■ **Task description**:
Pick out every line of the items below that contains the string "blonde", and copy each one in full. Case counts.

(Region labeling records)
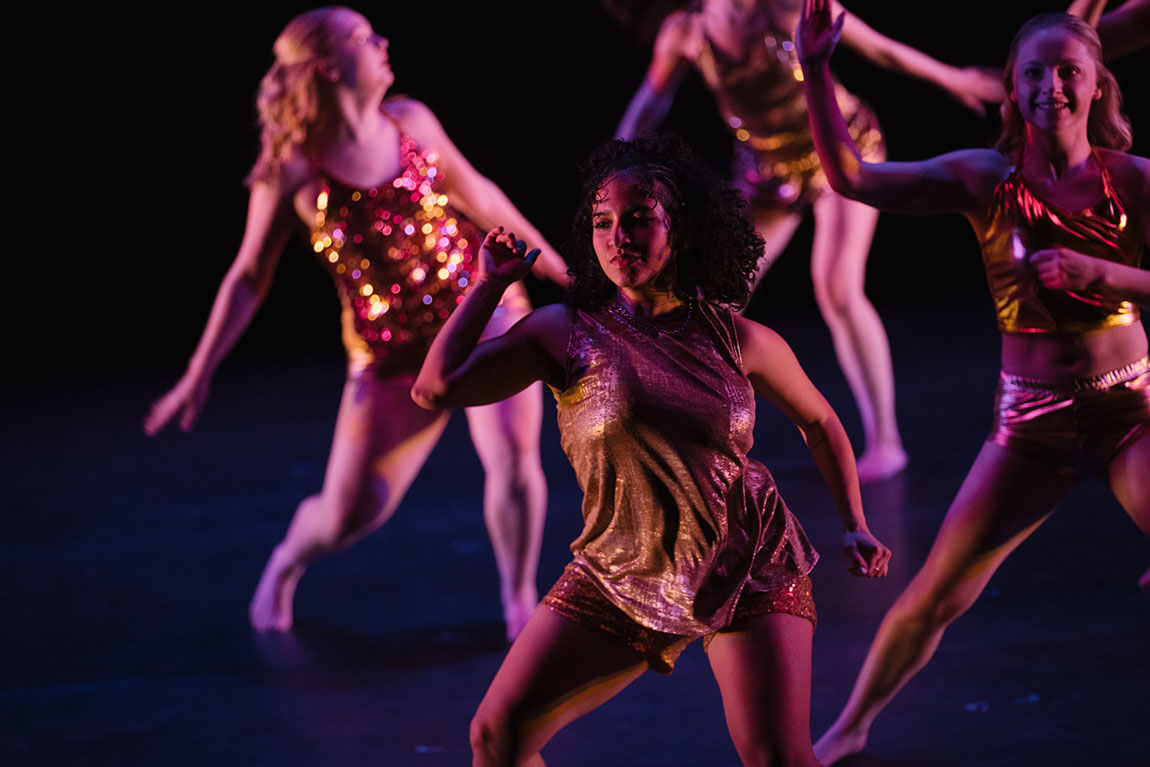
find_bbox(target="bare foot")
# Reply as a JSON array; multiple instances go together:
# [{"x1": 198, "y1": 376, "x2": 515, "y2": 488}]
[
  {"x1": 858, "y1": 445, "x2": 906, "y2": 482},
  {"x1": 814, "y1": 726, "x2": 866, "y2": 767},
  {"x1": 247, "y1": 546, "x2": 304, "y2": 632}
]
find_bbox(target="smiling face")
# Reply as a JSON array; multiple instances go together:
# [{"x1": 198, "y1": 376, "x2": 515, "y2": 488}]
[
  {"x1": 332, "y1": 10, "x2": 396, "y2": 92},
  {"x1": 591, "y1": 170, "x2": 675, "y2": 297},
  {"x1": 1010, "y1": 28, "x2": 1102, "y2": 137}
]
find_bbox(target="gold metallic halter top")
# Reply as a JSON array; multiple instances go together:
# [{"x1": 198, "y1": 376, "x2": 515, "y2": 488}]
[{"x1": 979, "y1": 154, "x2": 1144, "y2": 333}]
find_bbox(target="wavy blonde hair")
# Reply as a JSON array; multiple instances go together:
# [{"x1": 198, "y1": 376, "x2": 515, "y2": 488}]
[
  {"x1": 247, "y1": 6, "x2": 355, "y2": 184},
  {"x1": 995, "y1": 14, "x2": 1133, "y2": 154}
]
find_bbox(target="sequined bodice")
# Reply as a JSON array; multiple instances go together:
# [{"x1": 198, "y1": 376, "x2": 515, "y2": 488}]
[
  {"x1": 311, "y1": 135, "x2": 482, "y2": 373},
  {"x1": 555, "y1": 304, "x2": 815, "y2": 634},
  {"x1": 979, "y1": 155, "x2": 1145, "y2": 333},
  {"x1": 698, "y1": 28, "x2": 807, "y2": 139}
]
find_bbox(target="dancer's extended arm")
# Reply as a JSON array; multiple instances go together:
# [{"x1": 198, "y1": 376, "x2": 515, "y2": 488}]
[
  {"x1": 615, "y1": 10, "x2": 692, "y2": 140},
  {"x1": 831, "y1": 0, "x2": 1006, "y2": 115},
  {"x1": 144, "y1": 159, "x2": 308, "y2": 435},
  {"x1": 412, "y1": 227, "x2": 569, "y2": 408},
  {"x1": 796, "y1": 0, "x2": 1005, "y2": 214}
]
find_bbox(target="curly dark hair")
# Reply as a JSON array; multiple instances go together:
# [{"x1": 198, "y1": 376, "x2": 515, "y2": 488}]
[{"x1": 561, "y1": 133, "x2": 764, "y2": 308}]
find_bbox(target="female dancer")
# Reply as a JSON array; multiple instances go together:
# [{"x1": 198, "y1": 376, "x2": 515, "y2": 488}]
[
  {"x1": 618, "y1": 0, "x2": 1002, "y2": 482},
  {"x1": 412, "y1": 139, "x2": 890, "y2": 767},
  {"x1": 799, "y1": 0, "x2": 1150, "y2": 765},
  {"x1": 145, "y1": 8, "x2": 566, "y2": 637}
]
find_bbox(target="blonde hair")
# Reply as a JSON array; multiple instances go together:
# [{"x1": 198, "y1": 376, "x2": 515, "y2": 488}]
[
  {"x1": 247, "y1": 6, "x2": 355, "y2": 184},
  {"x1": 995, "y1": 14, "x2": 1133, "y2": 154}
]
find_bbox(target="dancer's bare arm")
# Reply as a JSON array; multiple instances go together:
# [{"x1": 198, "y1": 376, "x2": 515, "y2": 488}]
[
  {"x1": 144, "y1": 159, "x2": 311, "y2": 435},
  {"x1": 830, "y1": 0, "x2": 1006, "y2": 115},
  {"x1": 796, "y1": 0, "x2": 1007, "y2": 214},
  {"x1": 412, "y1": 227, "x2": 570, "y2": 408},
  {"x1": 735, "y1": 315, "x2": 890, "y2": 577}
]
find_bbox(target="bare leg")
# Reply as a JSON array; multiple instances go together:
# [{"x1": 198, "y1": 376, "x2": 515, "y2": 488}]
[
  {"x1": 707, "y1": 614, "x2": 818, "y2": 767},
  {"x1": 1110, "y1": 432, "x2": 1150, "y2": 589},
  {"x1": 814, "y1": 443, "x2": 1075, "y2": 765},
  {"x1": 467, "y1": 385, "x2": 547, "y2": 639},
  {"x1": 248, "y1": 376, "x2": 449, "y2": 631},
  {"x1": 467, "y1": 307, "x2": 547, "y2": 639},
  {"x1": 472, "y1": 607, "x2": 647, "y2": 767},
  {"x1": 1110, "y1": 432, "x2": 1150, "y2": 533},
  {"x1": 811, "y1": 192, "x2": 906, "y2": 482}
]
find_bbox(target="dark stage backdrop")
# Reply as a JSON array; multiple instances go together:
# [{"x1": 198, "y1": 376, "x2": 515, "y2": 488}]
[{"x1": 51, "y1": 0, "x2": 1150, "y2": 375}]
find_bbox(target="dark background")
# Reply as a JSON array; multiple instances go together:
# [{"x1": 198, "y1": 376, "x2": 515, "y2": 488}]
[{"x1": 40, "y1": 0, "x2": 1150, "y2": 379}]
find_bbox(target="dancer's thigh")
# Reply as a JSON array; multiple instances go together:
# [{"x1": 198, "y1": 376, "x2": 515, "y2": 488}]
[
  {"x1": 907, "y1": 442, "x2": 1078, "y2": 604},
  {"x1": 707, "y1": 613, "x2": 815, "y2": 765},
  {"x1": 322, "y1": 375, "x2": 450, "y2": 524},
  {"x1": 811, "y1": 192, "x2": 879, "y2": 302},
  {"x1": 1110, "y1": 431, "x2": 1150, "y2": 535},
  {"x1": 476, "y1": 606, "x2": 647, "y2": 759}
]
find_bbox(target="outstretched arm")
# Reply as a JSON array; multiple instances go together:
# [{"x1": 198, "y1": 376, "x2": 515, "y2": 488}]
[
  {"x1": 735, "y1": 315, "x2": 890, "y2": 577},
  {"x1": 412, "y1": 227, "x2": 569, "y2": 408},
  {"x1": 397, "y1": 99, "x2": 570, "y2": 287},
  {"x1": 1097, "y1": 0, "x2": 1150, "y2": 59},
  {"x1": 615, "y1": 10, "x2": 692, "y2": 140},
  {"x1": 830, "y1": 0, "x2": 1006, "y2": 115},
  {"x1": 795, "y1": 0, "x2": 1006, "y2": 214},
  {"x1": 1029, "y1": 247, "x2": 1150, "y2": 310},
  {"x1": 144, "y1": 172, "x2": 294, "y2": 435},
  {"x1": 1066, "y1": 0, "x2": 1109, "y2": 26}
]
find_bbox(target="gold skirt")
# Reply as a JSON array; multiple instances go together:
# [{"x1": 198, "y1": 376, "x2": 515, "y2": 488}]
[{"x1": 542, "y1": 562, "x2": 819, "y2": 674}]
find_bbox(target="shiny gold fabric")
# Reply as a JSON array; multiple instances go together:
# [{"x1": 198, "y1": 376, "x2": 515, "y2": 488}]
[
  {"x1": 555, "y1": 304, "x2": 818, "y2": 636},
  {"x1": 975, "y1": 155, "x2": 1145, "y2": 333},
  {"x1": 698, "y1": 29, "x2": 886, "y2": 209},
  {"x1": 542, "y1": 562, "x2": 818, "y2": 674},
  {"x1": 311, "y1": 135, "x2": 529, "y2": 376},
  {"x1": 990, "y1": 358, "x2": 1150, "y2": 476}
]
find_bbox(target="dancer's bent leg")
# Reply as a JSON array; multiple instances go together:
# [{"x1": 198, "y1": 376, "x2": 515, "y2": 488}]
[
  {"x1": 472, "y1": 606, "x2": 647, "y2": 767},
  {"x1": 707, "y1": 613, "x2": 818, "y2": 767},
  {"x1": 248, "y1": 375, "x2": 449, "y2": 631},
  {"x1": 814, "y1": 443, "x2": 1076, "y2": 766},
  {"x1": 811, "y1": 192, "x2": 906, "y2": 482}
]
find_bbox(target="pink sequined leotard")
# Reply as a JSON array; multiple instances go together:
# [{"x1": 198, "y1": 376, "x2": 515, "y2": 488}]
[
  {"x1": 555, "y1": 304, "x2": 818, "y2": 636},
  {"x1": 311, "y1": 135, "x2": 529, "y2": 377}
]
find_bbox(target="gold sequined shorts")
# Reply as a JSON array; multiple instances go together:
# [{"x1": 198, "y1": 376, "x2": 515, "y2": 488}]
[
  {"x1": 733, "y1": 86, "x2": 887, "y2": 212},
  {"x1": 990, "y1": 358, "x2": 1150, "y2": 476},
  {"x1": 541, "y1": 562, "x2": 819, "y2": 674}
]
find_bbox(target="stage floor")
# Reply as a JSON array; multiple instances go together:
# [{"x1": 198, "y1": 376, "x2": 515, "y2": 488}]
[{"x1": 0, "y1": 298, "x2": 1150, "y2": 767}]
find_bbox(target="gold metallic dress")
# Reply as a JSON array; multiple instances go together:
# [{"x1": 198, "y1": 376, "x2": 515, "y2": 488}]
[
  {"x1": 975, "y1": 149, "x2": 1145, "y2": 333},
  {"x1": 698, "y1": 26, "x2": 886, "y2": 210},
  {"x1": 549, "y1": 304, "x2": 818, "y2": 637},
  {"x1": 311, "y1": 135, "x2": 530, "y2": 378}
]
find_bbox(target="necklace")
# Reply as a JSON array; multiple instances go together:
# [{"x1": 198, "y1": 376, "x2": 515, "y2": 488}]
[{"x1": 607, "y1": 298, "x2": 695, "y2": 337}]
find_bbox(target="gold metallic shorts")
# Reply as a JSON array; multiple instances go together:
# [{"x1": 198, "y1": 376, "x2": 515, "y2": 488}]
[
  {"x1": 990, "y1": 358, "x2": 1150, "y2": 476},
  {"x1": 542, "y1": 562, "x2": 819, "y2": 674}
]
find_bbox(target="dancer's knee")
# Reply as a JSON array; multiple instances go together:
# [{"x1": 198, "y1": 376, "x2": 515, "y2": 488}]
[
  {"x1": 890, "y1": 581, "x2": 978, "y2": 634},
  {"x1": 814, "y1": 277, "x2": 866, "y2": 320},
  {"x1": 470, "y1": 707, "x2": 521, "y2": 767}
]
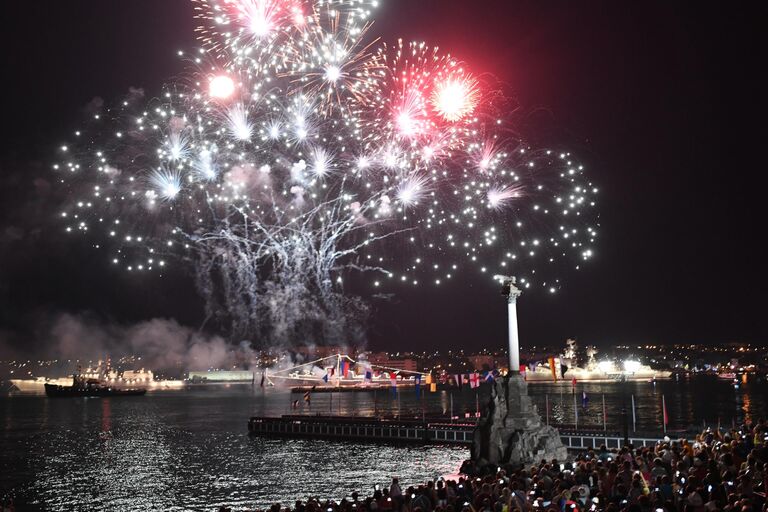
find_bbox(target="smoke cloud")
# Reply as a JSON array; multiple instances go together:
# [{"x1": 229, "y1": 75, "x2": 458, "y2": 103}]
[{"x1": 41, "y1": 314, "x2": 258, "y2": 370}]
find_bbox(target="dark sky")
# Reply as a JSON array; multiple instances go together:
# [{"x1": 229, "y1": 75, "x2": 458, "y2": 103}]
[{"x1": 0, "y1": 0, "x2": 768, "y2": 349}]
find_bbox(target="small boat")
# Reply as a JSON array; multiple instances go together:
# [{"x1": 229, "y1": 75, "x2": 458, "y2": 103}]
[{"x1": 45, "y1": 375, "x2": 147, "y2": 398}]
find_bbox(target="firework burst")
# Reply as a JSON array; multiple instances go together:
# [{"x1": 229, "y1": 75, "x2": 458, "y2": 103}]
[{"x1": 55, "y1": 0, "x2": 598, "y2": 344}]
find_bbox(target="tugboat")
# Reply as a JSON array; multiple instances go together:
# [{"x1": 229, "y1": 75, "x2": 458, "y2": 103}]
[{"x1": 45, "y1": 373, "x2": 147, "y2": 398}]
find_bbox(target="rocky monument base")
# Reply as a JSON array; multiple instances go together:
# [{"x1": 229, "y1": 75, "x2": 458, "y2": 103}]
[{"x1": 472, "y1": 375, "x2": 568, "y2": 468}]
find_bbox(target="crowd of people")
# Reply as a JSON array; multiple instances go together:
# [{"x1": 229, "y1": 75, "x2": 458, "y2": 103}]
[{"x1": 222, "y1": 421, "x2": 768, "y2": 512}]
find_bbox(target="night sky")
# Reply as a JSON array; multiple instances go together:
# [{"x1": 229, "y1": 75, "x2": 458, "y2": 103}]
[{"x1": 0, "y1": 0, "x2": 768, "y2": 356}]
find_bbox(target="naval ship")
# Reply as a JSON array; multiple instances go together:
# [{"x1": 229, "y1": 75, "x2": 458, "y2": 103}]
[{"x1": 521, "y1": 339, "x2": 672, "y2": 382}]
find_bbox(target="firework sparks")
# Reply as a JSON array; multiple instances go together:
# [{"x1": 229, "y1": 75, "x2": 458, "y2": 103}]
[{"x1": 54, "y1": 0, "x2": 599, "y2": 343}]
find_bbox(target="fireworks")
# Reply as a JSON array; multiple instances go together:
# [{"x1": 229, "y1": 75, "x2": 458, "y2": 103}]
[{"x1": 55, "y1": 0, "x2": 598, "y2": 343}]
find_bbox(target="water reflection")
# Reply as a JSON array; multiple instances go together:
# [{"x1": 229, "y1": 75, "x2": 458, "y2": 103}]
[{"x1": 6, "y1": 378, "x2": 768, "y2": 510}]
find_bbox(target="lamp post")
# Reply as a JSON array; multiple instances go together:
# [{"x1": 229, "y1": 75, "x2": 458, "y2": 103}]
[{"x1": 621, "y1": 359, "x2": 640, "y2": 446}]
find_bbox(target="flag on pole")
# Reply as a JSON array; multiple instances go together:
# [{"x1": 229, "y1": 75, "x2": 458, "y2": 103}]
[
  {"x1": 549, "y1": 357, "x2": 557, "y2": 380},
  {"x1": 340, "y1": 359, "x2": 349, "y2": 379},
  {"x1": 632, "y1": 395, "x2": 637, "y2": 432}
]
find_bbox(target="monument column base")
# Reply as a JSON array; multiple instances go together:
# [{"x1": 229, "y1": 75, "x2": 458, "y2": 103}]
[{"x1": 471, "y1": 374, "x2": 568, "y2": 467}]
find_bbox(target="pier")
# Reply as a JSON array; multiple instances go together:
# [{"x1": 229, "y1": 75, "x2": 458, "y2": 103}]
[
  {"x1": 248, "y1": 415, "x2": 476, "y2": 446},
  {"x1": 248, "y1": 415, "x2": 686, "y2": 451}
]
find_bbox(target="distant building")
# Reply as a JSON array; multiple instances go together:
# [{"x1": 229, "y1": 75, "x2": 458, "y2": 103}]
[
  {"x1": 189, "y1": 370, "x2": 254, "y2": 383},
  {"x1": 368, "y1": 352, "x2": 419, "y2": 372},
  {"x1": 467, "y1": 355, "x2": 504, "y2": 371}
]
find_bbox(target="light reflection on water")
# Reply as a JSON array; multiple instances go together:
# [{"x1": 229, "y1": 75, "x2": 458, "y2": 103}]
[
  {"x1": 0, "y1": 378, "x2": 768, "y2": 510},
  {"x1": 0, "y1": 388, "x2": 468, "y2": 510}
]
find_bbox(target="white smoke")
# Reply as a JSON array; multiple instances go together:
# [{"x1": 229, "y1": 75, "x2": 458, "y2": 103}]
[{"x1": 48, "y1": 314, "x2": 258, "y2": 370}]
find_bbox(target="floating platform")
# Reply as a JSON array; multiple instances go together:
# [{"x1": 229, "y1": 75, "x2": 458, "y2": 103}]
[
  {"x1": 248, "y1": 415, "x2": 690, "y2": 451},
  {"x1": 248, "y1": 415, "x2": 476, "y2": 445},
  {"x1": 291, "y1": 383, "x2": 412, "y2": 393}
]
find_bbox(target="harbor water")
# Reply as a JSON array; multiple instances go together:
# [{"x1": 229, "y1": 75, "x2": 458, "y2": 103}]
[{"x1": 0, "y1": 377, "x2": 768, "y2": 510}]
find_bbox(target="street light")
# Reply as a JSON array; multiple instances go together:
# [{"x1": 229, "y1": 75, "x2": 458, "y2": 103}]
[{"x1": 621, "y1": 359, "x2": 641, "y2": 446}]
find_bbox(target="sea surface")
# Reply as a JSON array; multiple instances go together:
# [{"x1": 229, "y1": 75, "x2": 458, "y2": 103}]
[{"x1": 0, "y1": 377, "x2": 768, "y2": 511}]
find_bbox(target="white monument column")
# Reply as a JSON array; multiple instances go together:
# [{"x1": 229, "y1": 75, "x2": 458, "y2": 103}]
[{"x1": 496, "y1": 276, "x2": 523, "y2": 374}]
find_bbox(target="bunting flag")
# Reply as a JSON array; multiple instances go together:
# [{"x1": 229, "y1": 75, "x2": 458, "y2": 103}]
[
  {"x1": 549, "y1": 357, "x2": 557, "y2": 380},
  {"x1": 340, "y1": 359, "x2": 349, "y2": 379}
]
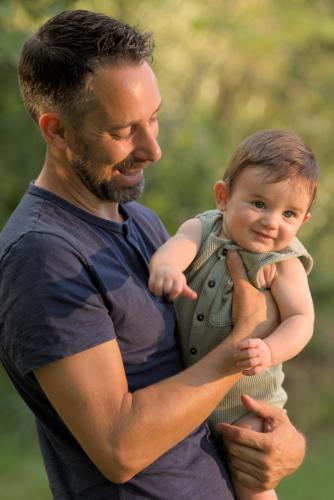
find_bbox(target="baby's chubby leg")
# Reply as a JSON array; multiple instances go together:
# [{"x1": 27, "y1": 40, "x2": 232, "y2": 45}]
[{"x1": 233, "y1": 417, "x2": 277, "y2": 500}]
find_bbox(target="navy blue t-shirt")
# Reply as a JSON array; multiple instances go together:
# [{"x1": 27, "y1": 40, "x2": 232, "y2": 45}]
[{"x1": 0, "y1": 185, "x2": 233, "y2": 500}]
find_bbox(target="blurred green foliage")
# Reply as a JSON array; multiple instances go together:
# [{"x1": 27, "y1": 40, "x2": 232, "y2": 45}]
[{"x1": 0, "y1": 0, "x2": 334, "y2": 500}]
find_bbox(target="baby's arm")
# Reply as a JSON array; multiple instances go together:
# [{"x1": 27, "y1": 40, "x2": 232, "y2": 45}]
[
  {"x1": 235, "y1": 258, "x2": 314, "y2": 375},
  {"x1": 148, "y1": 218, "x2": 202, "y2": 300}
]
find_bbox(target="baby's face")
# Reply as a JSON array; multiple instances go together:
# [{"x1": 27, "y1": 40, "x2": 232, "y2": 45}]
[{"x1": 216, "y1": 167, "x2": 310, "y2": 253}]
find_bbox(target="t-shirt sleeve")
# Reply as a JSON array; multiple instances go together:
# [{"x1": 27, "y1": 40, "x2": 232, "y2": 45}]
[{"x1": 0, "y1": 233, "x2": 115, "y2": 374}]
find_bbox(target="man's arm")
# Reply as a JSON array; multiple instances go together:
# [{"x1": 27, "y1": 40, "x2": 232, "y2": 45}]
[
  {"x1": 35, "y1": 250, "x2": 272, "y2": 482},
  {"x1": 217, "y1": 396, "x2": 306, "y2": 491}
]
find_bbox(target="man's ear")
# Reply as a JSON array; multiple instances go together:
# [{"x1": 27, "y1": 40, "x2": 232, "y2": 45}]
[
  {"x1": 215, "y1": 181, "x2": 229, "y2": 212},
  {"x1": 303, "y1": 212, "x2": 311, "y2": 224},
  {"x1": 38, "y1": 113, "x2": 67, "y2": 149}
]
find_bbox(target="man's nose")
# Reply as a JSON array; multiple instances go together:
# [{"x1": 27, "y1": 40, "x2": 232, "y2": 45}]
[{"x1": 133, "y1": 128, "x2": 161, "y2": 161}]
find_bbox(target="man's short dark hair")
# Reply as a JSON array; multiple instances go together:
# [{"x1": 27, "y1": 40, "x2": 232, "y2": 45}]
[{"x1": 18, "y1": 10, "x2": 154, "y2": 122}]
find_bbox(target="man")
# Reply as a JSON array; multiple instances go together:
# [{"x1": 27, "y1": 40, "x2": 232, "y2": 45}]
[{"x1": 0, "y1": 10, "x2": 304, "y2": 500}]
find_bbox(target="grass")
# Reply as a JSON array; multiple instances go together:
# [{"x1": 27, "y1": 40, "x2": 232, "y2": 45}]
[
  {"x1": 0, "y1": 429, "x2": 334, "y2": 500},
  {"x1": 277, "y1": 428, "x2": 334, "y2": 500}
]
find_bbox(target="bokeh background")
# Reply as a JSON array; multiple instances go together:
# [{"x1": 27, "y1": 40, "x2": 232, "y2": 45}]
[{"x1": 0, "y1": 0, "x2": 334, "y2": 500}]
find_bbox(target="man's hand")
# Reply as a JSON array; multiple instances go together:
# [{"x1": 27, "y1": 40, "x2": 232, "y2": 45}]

■ **Written response**:
find_bbox(target="wavy blonde hair")
find_bbox(target="blonde hair")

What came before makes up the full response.